Please output the records below in full, exactly as given, but without the images.

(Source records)
* * * *

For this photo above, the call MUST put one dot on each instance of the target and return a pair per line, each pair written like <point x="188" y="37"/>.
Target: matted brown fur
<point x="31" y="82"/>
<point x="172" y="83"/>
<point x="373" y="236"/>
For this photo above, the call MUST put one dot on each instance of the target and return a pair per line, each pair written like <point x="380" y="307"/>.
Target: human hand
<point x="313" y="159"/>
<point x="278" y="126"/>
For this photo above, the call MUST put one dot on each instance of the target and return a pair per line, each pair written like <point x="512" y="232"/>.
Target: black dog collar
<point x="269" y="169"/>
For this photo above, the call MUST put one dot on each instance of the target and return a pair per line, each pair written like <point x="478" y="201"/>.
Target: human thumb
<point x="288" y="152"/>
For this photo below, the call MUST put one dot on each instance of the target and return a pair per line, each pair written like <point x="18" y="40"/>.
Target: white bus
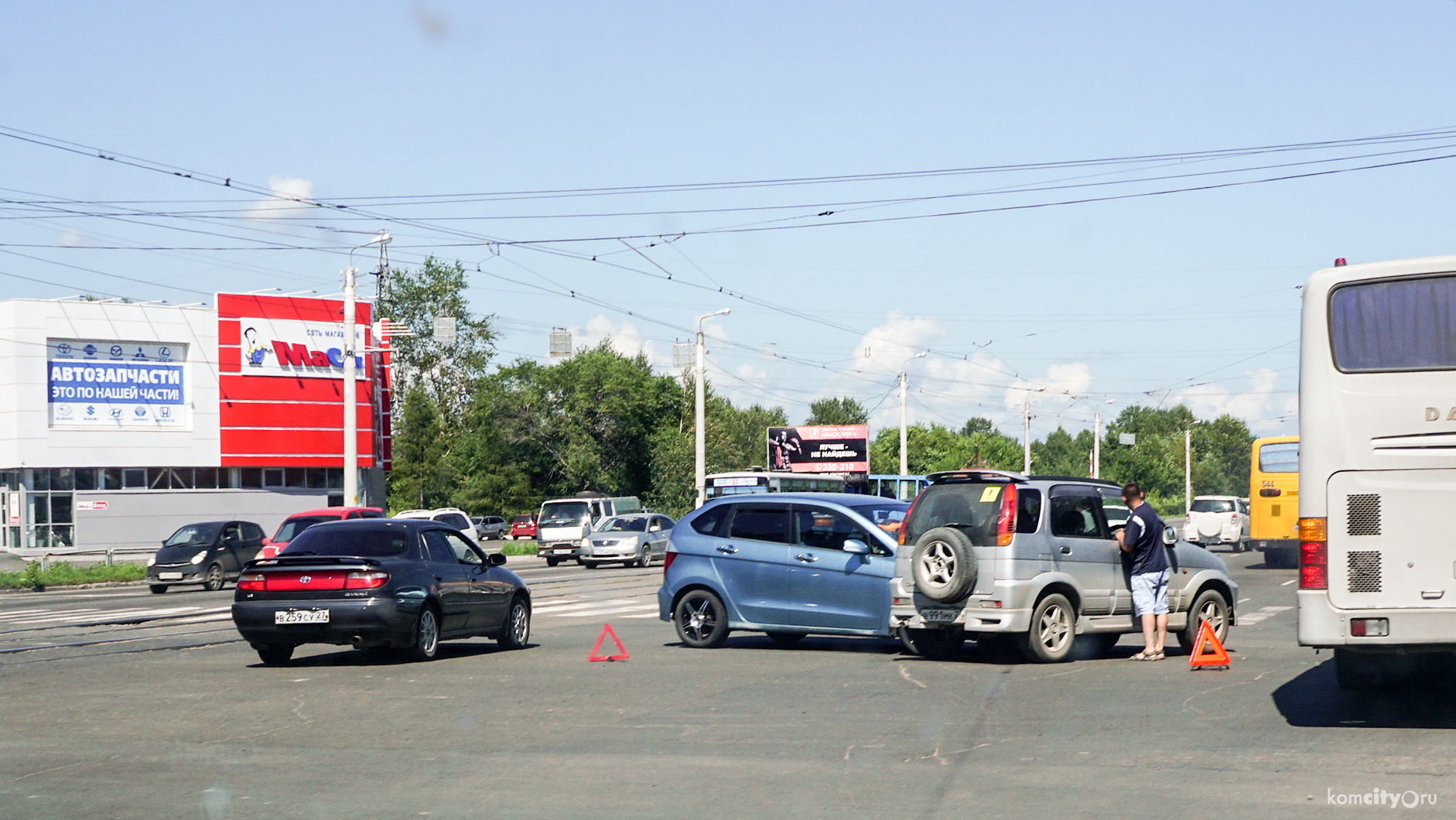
<point x="1378" y="466"/>
<point x="750" y="483"/>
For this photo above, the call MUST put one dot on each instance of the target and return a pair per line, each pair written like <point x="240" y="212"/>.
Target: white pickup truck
<point x="1219" y="519"/>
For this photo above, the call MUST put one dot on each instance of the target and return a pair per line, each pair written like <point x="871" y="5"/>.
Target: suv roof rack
<point x="1078" y="478"/>
<point x="974" y="475"/>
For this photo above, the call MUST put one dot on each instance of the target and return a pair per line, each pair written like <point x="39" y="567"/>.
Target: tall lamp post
<point x="699" y="439"/>
<point x="904" y="420"/>
<point x="351" y="422"/>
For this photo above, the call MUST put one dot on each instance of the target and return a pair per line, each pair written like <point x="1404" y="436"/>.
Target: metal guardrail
<point x="111" y="552"/>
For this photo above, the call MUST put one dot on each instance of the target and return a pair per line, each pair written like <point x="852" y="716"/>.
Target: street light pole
<point x="699" y="399"/>
<point x="904" y="419"/>
<point x="351" y="439"/>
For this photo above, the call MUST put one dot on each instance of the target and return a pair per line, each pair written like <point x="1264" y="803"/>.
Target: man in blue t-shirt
<point x="1143" y="539"/>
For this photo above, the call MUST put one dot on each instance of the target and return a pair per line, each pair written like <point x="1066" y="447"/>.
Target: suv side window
<point x="1075" y="511"/>
<point x="1028" y="510"/>
<point x="437" y="548"/>
<point x="826" y="529"/>
<point x="760" y="521"/>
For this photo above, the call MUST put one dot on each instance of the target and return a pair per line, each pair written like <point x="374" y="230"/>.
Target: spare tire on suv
<point x="944" y="565"/>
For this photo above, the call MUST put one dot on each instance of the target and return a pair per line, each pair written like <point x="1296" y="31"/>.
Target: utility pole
<point x="699" y="395"/>
<point x="904" y="422"/>
<point x="351" y="422"/>
<point x="1187" y="471"/>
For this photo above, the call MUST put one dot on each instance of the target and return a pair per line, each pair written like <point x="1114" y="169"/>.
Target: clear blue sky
<point x="1172" y="298"/>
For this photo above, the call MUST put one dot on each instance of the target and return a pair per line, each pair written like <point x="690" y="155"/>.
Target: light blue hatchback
<point x="787" y="564"/>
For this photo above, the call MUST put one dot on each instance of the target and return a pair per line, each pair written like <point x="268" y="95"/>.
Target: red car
<point x="293" y="524"/>
<point x="523" y="528"/>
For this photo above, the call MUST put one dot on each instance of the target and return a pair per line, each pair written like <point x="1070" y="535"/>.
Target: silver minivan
<point x="1033" y="562"/>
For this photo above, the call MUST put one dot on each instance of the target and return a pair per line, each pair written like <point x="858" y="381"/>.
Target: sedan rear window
<point x="350" y="542"/>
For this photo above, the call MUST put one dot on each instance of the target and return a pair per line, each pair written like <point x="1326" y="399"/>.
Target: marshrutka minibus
<point x="1378" y="468"/>
<point x="1274" y="500"/>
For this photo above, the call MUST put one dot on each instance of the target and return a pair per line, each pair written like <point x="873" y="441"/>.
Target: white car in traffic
<point x="1219" y="521"/>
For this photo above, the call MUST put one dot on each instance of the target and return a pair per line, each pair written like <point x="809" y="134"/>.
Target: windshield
<point x="194" y="535"/>
<point x="292" y="528"/>
<point x="624" y="526"/>
<point x="564" y="514"/>
<point x="350" y="542"/>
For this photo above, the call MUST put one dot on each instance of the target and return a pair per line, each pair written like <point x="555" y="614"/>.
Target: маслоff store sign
<point x="107" y="384"/>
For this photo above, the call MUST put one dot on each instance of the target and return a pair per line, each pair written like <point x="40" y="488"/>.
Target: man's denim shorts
<point x="1150" y="593"/>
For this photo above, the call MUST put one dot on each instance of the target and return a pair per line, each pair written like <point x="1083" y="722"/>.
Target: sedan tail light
<point x="366" y="580"/>
<point x="1314" y="555"/>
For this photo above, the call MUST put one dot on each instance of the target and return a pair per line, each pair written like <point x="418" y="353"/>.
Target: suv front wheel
<point x="1053" y="630"/>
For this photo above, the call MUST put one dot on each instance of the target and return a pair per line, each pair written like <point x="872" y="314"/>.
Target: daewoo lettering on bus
<point x="1378" y="468"/>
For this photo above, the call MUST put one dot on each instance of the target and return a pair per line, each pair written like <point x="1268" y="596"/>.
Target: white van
<point x="1378" y="466"/>
<point x="564" y="523"/>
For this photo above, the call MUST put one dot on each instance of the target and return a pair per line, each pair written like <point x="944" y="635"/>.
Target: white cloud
<point x="282" y="204"/>
<point x="1261" y="407"/>
<point x="625" y="338"/>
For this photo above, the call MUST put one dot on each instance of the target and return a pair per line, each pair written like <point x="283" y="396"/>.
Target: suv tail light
<point x="1007" y="521"/>
<point x="366" y="580"/>
<point x="1314" y="557"/>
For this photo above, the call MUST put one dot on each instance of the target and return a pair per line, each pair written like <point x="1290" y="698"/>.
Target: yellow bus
<point x="1274" y="500"/>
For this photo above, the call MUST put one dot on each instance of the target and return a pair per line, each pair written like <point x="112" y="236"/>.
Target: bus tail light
<point x="1314" y="559"/>
<point x="1007" y="521"/>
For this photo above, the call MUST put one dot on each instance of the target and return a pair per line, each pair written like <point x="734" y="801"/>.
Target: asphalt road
<point x="123" y="704"/>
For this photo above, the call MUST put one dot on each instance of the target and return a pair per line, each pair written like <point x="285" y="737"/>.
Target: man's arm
<point x="1127" y="536"/>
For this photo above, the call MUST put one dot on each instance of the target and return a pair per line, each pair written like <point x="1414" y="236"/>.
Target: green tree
<point x="447" y="372"/>
<point x="838" y="411"/>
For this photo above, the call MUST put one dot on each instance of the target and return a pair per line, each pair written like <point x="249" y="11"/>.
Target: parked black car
<point x="392" y="583"/>
<point x="209" y="554"/>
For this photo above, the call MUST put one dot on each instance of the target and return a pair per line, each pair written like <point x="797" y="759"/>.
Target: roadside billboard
<point x="820" y="449"/>
<point x="108" y="384"/>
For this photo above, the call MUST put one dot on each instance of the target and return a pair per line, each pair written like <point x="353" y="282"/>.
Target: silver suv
<point x="1033" y="562"/>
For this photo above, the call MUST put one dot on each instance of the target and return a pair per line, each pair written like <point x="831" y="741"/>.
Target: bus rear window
<point x="1279" y="458"/>
<point x="1394" y="325"/>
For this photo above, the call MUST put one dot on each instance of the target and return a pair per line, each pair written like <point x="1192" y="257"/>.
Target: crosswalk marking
<point x="1263" y="615"/>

* * * *

CORRECT RESPONSE ::
For this photo above, the call MUST put one dot on each instance of the target and return a pair per line, each pair written like <point x="188" y="37"/>.
Target: matted brown fur
<point x="31" y="82"/>
<point x="172" y="83"/>
<point x="373" y="236"/>
For this photo above, the call MUST put one dot on each instance of the target and return a pair per line, each pair written like <point x="380" y="307"/>.
Target: human hand
<point x="313" y="159"/>
<point x="278" y="126"/>
For this photo above, the call MUST put one dot on each instance of the target and return a pair per line, each pair written like <point x="512" y="232"/>.
Target: black dog collar
<point x="269" y="169"/>
For this photo above, the call MUST put one dot on each instance of the target and return a pair per line, each pair written like <point x="478" y="201"/>.
Target: human thumb
<point x="288" y="152"/>
For this photo below, the call MUST put one dot on each instance of the target and return a pair per line, each pair written like <point x="18" y="40"/>.
Target: white bus
<point x="1378" y="466"/>
<point x="750" y="483"/>
For this photo above, the call MUST put one dot on each instance of the target and return a pair per line, each pair written like <point x="240" y="212"/>.
Target: white pickup truck
<point x="1219" y="519"/>
For this photo above, the call MUST put one dot on each instance of the target and return a pair per line, each pair written like <point x="871" y="5"/>.
Target: suv roof rack
<point x="1078" y="478"/>
<point x="974" y="475"/>
For this photo above, the call MUST put one dot on each instance of the target and return a pair per line, each pair written like <point x="39" y="567"/>.
Target: tall lamp post
<point x="699" y="439"/>
<point x="904" y="420"/>
<point x="351" y="422"/>
For this photo above, the call MUST put one dot on each instance of the target and return a pair per line, each pair written like <point x="1404" y="436"/>.
Target: metal guardrail
<point x="111" y="552"/>
For this photo above, the call MUST put one dot on each instance of the target and return a pair per line, each pair written like <point x="852" y="716"/>.
Target: street light pole
<point x="699" y="399"/>
<point x="904" y="419"/>
<point x="351" y="439"/>
For this photo above, the call MUST put one dot on each instance of the target and return a pair per line, each pair written like <point x="1264" y="803"/>.
Target: man in blue t-shirt
<point x="1143" y="539"/>
For this photo above, the call MUST put one dot on each instance of the target and return a pair per line, each pair written like <point x="1066" y="447"/>.
Target: suv side window
<point x="1075" y="511"/>
<point x="1028" y="510"/>
<point x="437" y="548"/>
<point x="826" y="529"/>
<point x="760" y="521"/>
For this photo above, the call MUST put one dot on each instance of the target and return a pair per line, each pair written like <point x="374" y="230"/>.
Target: spare tire on suv
<point x="944" y="565"/>
For this photo above, the call MUST put one dot on each instance of the target and return a pair per line, each pair written like <point x="1296" y="31"/>.
Target: utility pole
<point x="699" y="395"/>
<point x="904" y="422"/>
<point x="351" y="422"/>
<point x="1187" y="471"/>
For this photo above, the call MUST put one dot on each instance of the target and return a pair per line, each pair written like <point x="1114" y="169"/>.
Target: clear blue sky
<point x="1172" y="298"/>
For this photo above, the call MUST put one dot on each instance of the target and return a pair per line, each pair written like <point x="690" y="155"/>.
Target: light blue hatchback
<point x="787" y="564"/>
For this photo above, the call MUST put one dot on each instance of the target and return a pair per line, each pair written like <point x="268" y="95"/>.
Target: red car
<point x="293" y="524"/>
<point x="523" y="528"/>
For this photo above, the call MUST put one dot on each instance of the target and return a pair per line, each pair written like <point x="1070" y="535"/>.
Target: silver minivan
<point x="1033" y="562"/>
For this photo above, the call MUST put one dot on each instance of the target and return a pair per line, each pair written like <point x="858" y="381"/>.
Target: sedan rear window
<point x="350" y="542"/>
For this photo above, the call MUST put one dot on each instance of the target and return a pair per line, each pair written like <point x="1326" y="399"/>.
Target: marshrutka minibus
<point x="1378" y="468"/>
<point x="1274" y="500"/>
For this photo above, the call MUST put one dot on each instance of the target and return a pair per line, each pair written like <point x="873" y="441"/>.
Target: white car in traffic
<point x="1219" y="521"/>
For this photo above, the call MUST put one dot on each instance of the target and return a pair per line, each pair written like <point x="809" y="134"/>.
Target: windshield
<point x="194" y="535"/>
<point x="292" y="528"/>
<point x="624" y="526"/>
<point x="564" y="514"/>
<point x="350" y="542"/>
For this photo above, the call MUST put one dot on each instance of the target and return a pair per line, each pair written like <point x="555" y="614"/>.
Target: маслоff store sign
<point x="107" y="384"/>
For this photo above, the call MUST put one dot on each instance of the target and return a pair per line, each pair written like <point x="40" y="488"/>.
Target: man's denim shorts
<point x="1150" y="593"/>
For this photo above, the call MUST put one dot on each instance of the target and return a pair per line, each pair written like <point x="1083" y="722"/>.
Target: sedan tail light
<point x="366" y="580"/>
<point x="1314" y="555"/>
For this photo above, the call MUST put one dot on each instance of the target and return a pair per line, each pair written like <point x="418" y="353"/>.
Target: suv front wheel
<point x="1053" y="630"/>
For this photo above, the call MUST put one dot on each instance of the target and return a pair per line, each pair written like <point x="872" y="314"/>.
Target: daewoo lettering on bus
<point x="1378" y="468"/>
For this photo above, the call MUST put one dot on each instance of the target and return a pair per line, each pair written like <point x="1268" y="596"/>.
Target: white van
<point x="1378" y="466"/>
<point x="564" y="523"/>
For this photo above, the call MUST put one dot on each instance of the target and return a pair per line, each pair written like <point x="944" y="635"/>.
Target: white cloud
<point x="282" y="204"/>
<point x="1261" y="407"/>
<point x="625" y="338"/>
For this photo above, the call MUST put one dot on each instance of the target and return a pair per line, each pair written like <point x="283" y="396"/>.
Target: suv tail light
<point x="1007" y="521"/>
<point x="366" y="580"/>
<point x="1314" y="557"/>
For this photo above, the call MUST put one dot on each instance of the target and return a pair per line, each pair written like <point x="1290" y="698"/>.
Target: yellow bus
<point x="1274" y="500"/>
For this photo above, the call MUST put one dot on each instance of the target and return a pair per line, each pair written like <point x="112" y="236"/>.
Target: bus tail light
<point x="1314" y="559"/>
<point x="1007" y="521"/>
For this photo above, the call MUST put one dot on each instance of the target and return a pair per line, each pair written like <point x="734" y="801"/>.
Target: asphalt road
<point x="123" y="704"/>
For this photo above, the call MUST put one dot on each instance of the target and return a pair per line, each pair written like <point x="285" y="737"/>.
Target: man's arm
<point x="1127" y="536"/>
For this photo above, the call MUST put one dot on each instance of the target and return a pair per line, each pair written like <point x="1414" y="236"/>.
Target: green tree
<point x="447" y="372"/>
<point x="838" y="411"/>
For this photo above, the call MUST put one dot on each instance of the target and return a pair per line, each pair written like <point x="249" y="11"/>.
Target: parked black car
<point x="392" y="583"/>
<point x="209" y="554"/>
For this photo above, the call MUST put one dot on each instance of the target and return a pair per line, each pair written like <point x="797" y="759"/>.
Target: roadside billboard
<point x="820" y="449"/>
<point x="108" y="384"/>
For this photo above, the call MUST put one dot on each instance of the target and return a pair per line, each pair written like <point x="353" y="282"/>.
Target: silver suv
<point x="1033" y="562"/>
For this photo above, the call MUST put one dot on each instance of the target and return a pair per line, each pair written like <point x="831" y="741"/>.
Target: bus rear window
<point x="1279" y="458"/>
<point x="1394" y="325"/>
For this photo above, the call MUST put one dot on each instance of the target and return a pair per line, each pair written like <point x="1192" y="257"/>.
Target: crosswalk marking
<point x="1263" y="615"/>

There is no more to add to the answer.